◆ Bloco de texto
————————

Chicão. Zagueirão, titular, batedor de faltas e pênaltis, já foi capitão, símbolo de identificação com a torcida guerreira. Tem “ão” no nome. E sua segurança, quem poderia imaginar, está numa criança de sete anos
Ele foi o único dos 23 samurais corintianos que atendeu ao GLOBOESPORTE.COM acompanhado. Enquanto falava, numa cadeira ao lado o filho Gustavo parecia contar os minutos para poder voltar a brincar com o pai, mas dedicava atenção a uma ou outra resposta. Foi no garoto que Chicão encontrou forças para suportar um dos mais difíceis momentos de sua vida, e de sua carreira. A perda da posição no time, no fim do ano passado, quase simultânea ao divórcio com a esposa.
“Não é que não gosto de dar entrevista, mas tenho receio de que uma pessoa maldosa coloque uma palavra errada. Já aconteceu comigo. Sou muito tranquilo, fico na minha demais”
Em má fase naquela ocasião, o jogador viu Paulo André e Leandro Castán comandarem a zaga na reta final do título brasileiro. Aos sábados, enquanto os companheiros se concentravam antes dos jogos, ele só treinava. E o CT do Timão ganhou um visitante frequente.
– Eu trazia o Gustavo e ver a alegria nos olhos dele ao bater a bola e brincar comigo me incentivava. Ele nem sabia o que estava acontecendo, mas o pai sabia, né? Nunca deixei de treinar, e percebi que talvez eu estivesse um pouquinho acomodado, e não sabia. Fiquei muito chateado, mas o Tite deixou claro para todo mundo que quem não trabalhar perde o lugar na equipe mesmo.

————————

◆ Tarefas
1 > Diga se cada afirmação concorda com a reportagem sobre Chicão, respondendo sim ou não e citando as palavras decisivas do texto: (a) o filho de Chicão se chama Gustavo; (b) Paulo André e Leandro Castán comandaram a zaga na reta final do título brasileiro; (c) Chicão deixou de treinar durante a má fase.
2 > Quais pessoas são mencionadas pelo nome na reportagem sobre Chicão? Liste todas.
3 > Dê sequência à reportagem sobre Chicão a partir da última frase do bloco de texto.
Os itens não têm nenhum papel nesta atividade.

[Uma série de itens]
————————

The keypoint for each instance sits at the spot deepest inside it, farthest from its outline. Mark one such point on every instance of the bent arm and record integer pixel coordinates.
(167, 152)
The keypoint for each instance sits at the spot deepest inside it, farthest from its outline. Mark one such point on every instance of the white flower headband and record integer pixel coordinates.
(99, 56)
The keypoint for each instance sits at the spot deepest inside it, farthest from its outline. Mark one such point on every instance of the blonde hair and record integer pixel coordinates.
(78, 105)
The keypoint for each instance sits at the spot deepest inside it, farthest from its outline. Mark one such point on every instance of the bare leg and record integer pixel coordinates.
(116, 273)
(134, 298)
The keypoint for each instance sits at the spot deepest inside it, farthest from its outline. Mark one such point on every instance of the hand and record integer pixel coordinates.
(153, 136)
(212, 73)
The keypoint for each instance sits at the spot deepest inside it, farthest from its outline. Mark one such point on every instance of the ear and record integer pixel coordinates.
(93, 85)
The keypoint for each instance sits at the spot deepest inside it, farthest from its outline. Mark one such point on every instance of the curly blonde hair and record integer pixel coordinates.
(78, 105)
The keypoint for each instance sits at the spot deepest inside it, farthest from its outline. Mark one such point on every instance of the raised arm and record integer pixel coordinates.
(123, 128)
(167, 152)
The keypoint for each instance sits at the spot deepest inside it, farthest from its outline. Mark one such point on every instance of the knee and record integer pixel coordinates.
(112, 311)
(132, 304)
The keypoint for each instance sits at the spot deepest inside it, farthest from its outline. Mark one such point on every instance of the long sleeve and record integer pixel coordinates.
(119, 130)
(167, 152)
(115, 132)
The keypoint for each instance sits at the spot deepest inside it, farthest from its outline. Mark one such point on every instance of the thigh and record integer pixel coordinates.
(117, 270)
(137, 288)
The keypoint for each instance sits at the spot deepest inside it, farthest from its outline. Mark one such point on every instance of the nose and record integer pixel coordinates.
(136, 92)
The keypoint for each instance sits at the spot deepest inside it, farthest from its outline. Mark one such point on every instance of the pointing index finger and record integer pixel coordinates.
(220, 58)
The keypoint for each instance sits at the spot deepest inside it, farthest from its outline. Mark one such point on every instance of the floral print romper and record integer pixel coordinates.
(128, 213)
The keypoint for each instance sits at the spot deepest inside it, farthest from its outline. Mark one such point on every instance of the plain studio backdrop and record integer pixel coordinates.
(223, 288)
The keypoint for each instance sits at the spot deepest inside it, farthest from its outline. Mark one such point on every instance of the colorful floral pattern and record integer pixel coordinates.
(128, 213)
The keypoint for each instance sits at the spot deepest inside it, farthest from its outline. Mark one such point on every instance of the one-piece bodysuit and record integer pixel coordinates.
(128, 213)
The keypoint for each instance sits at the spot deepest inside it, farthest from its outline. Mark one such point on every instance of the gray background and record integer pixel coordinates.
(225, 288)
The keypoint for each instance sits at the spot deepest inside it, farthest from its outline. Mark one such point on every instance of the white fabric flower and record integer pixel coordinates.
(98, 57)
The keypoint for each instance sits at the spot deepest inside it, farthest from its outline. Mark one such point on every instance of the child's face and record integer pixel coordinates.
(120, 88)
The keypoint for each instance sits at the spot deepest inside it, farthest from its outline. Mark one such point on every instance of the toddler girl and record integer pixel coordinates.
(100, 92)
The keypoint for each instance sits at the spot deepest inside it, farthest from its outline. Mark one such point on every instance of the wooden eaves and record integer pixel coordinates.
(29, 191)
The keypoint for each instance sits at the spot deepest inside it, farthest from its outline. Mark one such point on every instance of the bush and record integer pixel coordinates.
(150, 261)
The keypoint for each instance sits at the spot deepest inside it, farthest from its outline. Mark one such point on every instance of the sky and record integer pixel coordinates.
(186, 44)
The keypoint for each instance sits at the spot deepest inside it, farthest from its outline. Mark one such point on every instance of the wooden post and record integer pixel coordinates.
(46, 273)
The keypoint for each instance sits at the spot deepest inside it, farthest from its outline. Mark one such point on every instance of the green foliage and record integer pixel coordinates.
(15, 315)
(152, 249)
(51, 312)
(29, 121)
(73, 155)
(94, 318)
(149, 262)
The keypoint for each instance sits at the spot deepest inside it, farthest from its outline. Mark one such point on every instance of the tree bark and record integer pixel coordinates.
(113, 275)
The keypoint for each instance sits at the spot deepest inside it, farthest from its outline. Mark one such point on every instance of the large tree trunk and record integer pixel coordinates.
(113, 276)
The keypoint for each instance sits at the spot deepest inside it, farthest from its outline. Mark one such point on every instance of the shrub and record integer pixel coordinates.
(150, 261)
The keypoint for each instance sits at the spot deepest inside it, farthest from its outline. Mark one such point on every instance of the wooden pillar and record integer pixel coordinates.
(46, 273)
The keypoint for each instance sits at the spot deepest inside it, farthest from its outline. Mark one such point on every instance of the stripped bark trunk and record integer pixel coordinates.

————————

◆ Respostas em ordem
1 >
(a) Sim: "numa cadeira ao lado o filho Gustavo parecia contar os minutos para poder voltar a brincar com o pai".
(b) Sim: "o jogador viu Paulo André e Leandro Castán comandarem a zaga na reta final do título brasileiro".
(c) Não: "Nunca deixei de treinar".

2 > Chicão, Gustavo, Paulo André, Leandro Castán, Tite

3 >
Chicão, mesmo recuperado do baque pessoal e com o posto de titular recuperado para o Mundial, tratou de providenciar a presença do filho no dia da entrevista, o que tem sido rotineiro. O zagueiro não mora mais com ele, e com as gêmeas Gabriela e Eduarda, de dois anos. O trio vive com a mãe no interior, região que ele conhece bem, já que nasceu em Mogi Guaçu e começou a jogar futebol em Mogi Mirim.
Cidade pequena nos anos 80 era o paraíso para a criança que adorava jogar futebol na rua. Chicão cresceu assim. E prova do quanto o tempo é surpreendente está em 1994. O jovem de 13 anos trabalhava como office-boy da prefeitura e, pela televisão, via o jovem Ronaldo, aos 17, participar da conquista do tetracampeonato mundial do Brasil. Sem nem sequer imaginar que 15 anos depois seriam companheiros de equipe.
– É uma coisa meio louca mesmo. Tive oportunidade de jogar com Ronaldo e Roberto Carlos, dois caras que acompanhei fora do país, na seleção brasileira. Nem tenho palavras para falar desses dois. O Ronaldo por ter vencido todas as dificuldades, e o Roberto pela pessoa maravilhosa que é.
E olha que essa oportunidade de atuar ao lado dos ídolos esteve ameaçada por mais de uma vez. Na prefeitura, onde ganhava 120 reais, Chicão conheceu um rapaz que lhe ofereceu chance numa peneira no Mogi Mirim. Eram mais de 200 garotos e, no máximo, quinze ficariam no clube. Ele ficou! Saiu de casa aos 15 anos para morar no alojamento e tentar a sorte como volante. Volante?
Sim! Até o técnico Givanildo Oliveira entrar em sua vida, aos 17 anos, e o recuar para a zaga. Contra sua vontade.
– Ele percebeu qualidade para jogar como zagueiro, mas eu não queria aceitar. Não queria, não gostava, mas acabei topando e nunca mais saí. Agradeço porque, de repente, se eu fosse volante, hoje não estaria nesse clube que me deu tudo.
Obrigado
A mudança de posição está longe de ter sido o principal obstáculo para que Chicão se tornasse jogador de futebol. No início de 2004, ele foi disputar o Campeonato Paulista pela Portuguesa Santista, com contrato de três meses. A competição acabou e ele passou o resto do ano desempregado. Aos 23 anos, e com a esposa grávida de Gustavo.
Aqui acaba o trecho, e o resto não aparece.